+++ TRECHO FORNECIDO
A solidão das mães de crianças com deficiência

Quando se é mãe de uma criança com deficiência, os desafios da criação são multiplicados


No Brasil, 23,9% da população possui alguma deficiência, de acordo com pesquisa do Instituto Brasileiro de Geografia e Estatística (IBGE), em 2010. Para o crescimento e desenvolvimento saudável de uma criança com deficiência, são necessários anos de sacrifícios e dedicação dos seus responsáveis que devem, além de lidar com a ausência de acessibilidade e políticas públicas, suprir as lacunas físicas e emocionais da criança, atender  às especificidades da deficiência e enfrentar os preconceitos da sociedade em geral.
Para atender aos seus filhos, é comum que os pais coloquem em segundo plano os seus projetos individuais. Mais comum ainda, é que as responsabilidades fiquem à cargo da mãe da criança e ela deixe de ser protagonista da própria vida. Para exemplificar as vivências diárias dos cuidados, mães de crianças com deficiência falam sobre a solidão experienciada cotidianamente.
++++++
+++ TRECHOS DE DADOS
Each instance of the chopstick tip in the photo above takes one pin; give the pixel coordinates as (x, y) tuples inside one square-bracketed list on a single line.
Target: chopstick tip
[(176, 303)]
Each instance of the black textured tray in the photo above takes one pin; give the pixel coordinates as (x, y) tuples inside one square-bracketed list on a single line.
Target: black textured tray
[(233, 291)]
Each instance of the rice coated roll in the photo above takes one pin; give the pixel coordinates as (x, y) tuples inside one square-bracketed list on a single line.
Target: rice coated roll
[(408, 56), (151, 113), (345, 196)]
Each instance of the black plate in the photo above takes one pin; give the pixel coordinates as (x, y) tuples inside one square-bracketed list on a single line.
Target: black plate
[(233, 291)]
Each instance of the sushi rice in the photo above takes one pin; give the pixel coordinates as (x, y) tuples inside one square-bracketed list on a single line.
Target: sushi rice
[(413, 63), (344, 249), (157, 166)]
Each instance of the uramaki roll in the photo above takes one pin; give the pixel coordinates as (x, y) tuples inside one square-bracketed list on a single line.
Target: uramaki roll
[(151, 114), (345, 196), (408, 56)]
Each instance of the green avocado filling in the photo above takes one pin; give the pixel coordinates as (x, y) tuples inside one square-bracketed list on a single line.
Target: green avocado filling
++++++
- TAREFA
Copie o texto sobre a solidão das mães a partir de "A solidão das" até "sociedade em geral.", trocando "sacrifícios" por "renúncias". O material não tem nenhum papel aqui.

- RESULTADO
A solidão das mães de crianças com deficiência

Quando se é mãe de uma criança com deficiência, os desafios da criação são multiplicados


No Brasil, 23,9% da população possui alguma deficiência, de acordo com pesquisa do Instituto Brasileiro de Geografia e Estatística (IBGE), em 2010. Para o crescimento e desenvolvimento saudável de uma criança com deficiência, são necessários anos de renúncias e dedicação dos seus responsáveis que devem, além de lidar com a ausência de acessibilidade e políticas públicas, suprir as lacunas físicas e emocionais da criança, atender  às especificidades da deficiência e enfrentar os preconceitos da sociedade em geral.